Text under study:
Anterior defects may be present without notching, such as in cases of cystic lesions of degenerative or rheumatoid origin near the proximal aspect of the anterior femoral flange. Adequate remodeling may not be possible after those cysts are filled with cement at the time of arthroplasty. These defects remain as permanent stress risers, which may predispose to fracture. Large anterior effects might be better managed during primary knee arthroplasty with bone grafting and protection of the distal femur with an intramedullary stem [9].
Another recently recognized factor leading to late supracondylar femoral fracture is the presence of a massive debris-related osteolytic defect in the distal femur; such defects have been reported in association with asymptomatic well-fixed cementless femoral component. Ankylosis of a total knee arthroplasty may also predispose a fracture by producing increased stress in the distal femoral metaphysis [10, 11].
Literature data show that patients with osteopenia are at greater risk to acquire supracondylar femoral fracture after total knee arthroplasty, followed by rheumatoid arthritis, corticosteroid treatment, female gender and older age [12,13,14]. Additional risk factors are: neurological disorders, a revision total knee replacement (TKR) and rotationally constrained implants that create increased torsion load transfer to bone [15] (Table1).
Osteopenia Rheumatoid arthritis Steroid use Neurologic disorders Revision TKR Female gender Seventh decade of life Distal femoral osteolysis Anterior femoral notching +/-
Table 1.
Risk factors for supracondylar femoral fractures, in decreasing order
Clinical and biomechanical data on anterior notching of the distal femoral cortex confirm the increase of fracture risk, and theoretical mathematical analysis calculated that a three-millimeter notch results in a 30% reduction in torsion bone strength [9]. On the other hand, a series of 670 total knee prosthesis with 20% femurs with anterior notching of at 3 mm at least, and found only two supracondylar fractures [11]. Different fracture patterns are associated with notched and no notched femurs: notched femurs tend to have short oblique fractures originating from the notched cortex, whereas no notched femurs tend to have diaphyseal fractures.
Furthermore, there is a general feeling that the most significant risk factor causing supracondylar fracture is the increase in activity that elderly patients achieve after knee replacement, exposing them to a greater risk of slipping and falling.

Extracted material:
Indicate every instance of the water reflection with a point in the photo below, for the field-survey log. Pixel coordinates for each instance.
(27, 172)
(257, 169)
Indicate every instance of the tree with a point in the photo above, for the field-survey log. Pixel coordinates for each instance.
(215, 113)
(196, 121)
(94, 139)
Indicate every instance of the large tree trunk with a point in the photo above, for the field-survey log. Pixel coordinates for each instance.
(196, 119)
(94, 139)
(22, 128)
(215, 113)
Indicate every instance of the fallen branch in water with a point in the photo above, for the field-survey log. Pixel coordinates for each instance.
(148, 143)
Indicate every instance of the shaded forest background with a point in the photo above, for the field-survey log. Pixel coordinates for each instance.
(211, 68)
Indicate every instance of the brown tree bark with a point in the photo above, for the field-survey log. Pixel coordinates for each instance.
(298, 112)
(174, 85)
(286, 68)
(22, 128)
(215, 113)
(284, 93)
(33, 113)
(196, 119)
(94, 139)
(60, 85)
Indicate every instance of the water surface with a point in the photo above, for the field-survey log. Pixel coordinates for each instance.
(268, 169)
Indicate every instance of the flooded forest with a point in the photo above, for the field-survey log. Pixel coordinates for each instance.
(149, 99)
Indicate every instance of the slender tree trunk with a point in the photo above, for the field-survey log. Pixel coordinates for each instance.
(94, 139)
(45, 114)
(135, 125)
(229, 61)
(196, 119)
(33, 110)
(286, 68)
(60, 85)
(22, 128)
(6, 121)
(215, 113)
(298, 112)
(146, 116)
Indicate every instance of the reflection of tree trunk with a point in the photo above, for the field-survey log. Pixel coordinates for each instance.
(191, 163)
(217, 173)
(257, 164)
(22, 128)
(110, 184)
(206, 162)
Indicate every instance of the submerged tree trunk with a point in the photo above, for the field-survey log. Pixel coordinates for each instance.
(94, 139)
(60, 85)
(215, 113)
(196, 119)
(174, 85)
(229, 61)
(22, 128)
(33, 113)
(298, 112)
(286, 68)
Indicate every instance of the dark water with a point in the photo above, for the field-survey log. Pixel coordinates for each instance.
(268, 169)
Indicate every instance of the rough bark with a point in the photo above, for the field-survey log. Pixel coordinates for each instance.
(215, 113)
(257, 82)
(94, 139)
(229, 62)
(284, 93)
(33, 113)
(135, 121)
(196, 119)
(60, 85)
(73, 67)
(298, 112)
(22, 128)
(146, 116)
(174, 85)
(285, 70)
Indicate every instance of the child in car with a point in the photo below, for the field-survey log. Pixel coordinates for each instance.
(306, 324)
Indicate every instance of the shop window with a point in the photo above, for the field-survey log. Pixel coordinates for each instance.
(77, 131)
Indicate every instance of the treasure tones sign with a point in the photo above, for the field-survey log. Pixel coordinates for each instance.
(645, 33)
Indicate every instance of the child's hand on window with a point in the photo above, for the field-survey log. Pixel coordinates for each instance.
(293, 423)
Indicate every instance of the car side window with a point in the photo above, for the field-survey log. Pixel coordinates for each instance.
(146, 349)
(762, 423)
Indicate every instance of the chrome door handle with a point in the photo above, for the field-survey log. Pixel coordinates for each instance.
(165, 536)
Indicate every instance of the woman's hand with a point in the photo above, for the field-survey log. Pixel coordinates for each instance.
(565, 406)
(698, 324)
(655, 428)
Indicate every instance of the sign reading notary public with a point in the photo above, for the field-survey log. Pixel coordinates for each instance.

Instructions for the task:
Can you retype the passage on supracondylar femoral fractures word for word, from "Osteopenia Rheumatoid arthritis" to "have diaphyseal fractures."?

Problem solution:
Osteopenia Rheumatoid arthritis Steroid use Neurologic disorders Revision TKR Female gender Seventh decade of life Distal femoral osteolysis Anterior femoral notching +/-
Table 1.
Risk factors for supracondylar femoral fractures, in decreasing order
Clinical and biomechanical data on anterior notching of the distal femoral cortex confirm the increase of fracture risk, and theoretical mathematical analysis calculated that a three-millimeter notch results in a 30% reduction in torsion bone strength [9]. On the other hand, a series of 670 total knee prosthesis with 20% femurs with anterior notching of at 3 mm at least, and found only two supracondylar fractures [11]. Different fracture patterns are associated with notched and no notched femurs: notched femurs tend to have short oblique fractures originating from the notched cortex, whereas no notched femurs tend to have diaphyseal fractures.